▶ _EXCERPT_:
□ □ □ □ □
But manifestation is real, certainly in as much as it's useful.
It's really easy to look down on all other belief frameworks when you're raised in a world dominated by only one, particularly one that demands you hold no other gods before it. Here in the west, for some, that's Christianity. For others, it's the scientific method. Christianity and the scientific method are both real in as much as they're useful, and they can legitimately be useful. But not always. It may be a little less obvious with science, but there are hard limits on scientific knowledge, particularly when you move past the realm of objectivity.
As I may or may not have written about before, I was really into self-help literature in high school. One thing that stands out to me today about all of those books is that they offer more or less what our elders have been telling us cross-culturally for the last five millennia, just in a secular and/or capitalist framework. This is especially obvious in the context of rituals. We used to do rituals so that the gods would reward us for our reverence. Now, we perform rituals to better serve our employers, or so that the markets will treat us favourably. I'll be the billionth person to draw parallels between free market economics and astrology, but I don't think there's anything wrong with astrology and I don't think the markets being compared to it should necessarily suggest they're any worse than they are intrinsically.
The thing is, astrology doesn't claim to be rooted in science. Economists, on the other hand, like to think of their discipline as a science, which it's not. Or at least, it's about as much of a science as sociology is. The fact that something isn't a science doesn't make it illegitimate; there are better ways of knowing better suited for different sets of knowledge. The problem here is that science, while limited, is very grounded in something, and to suggest that the markets fit well into scientific knowledge just lends them an undeserved "groundedness."
□ □ □ □ □
▶ _GIVEN DATA_:
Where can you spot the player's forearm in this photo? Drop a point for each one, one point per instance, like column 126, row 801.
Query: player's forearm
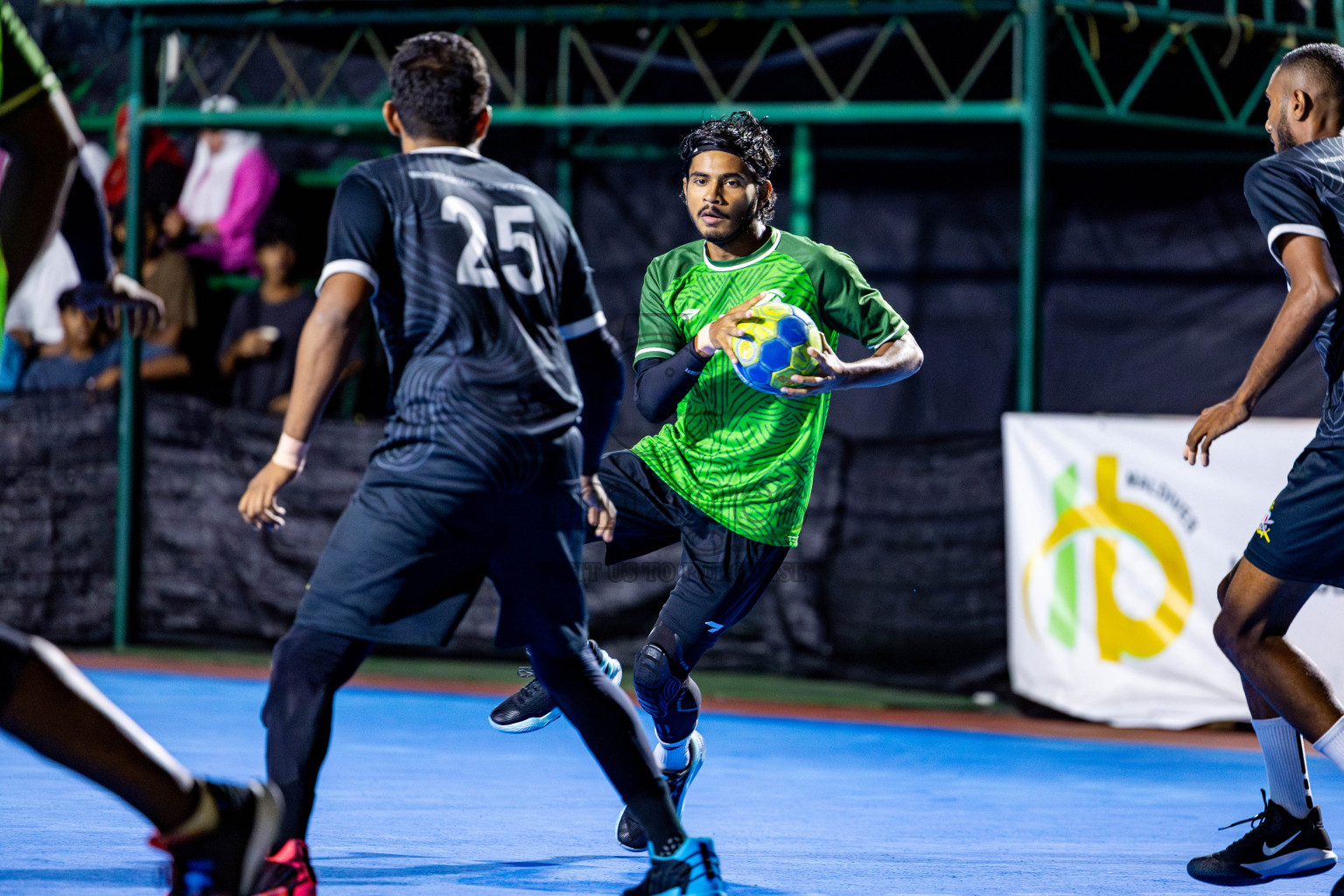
column 323, row 348
column 660, row 386
column 892, row 363
column 1303, row 313
column 42, row 164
□ □ □ □ □
▶ _EXERCISES TO COMPLETE_:
A) In the essay excerpt on belief frameworks, what kind of literature was the writer really into in high school?
B) Reproduce every row above word for word, omitting the pictures.

▶ _TASK SOLUTIONS_:
A) Self-help literature.

B)
Where can you spot the player's forearm in this photo? Drop a point for each one, one point per instance, like column 126, row 801.
Query: player's forearm
column 323, row 348
column 660, row 386
column 892, row 363
column 1303, row 313
column 42, row 164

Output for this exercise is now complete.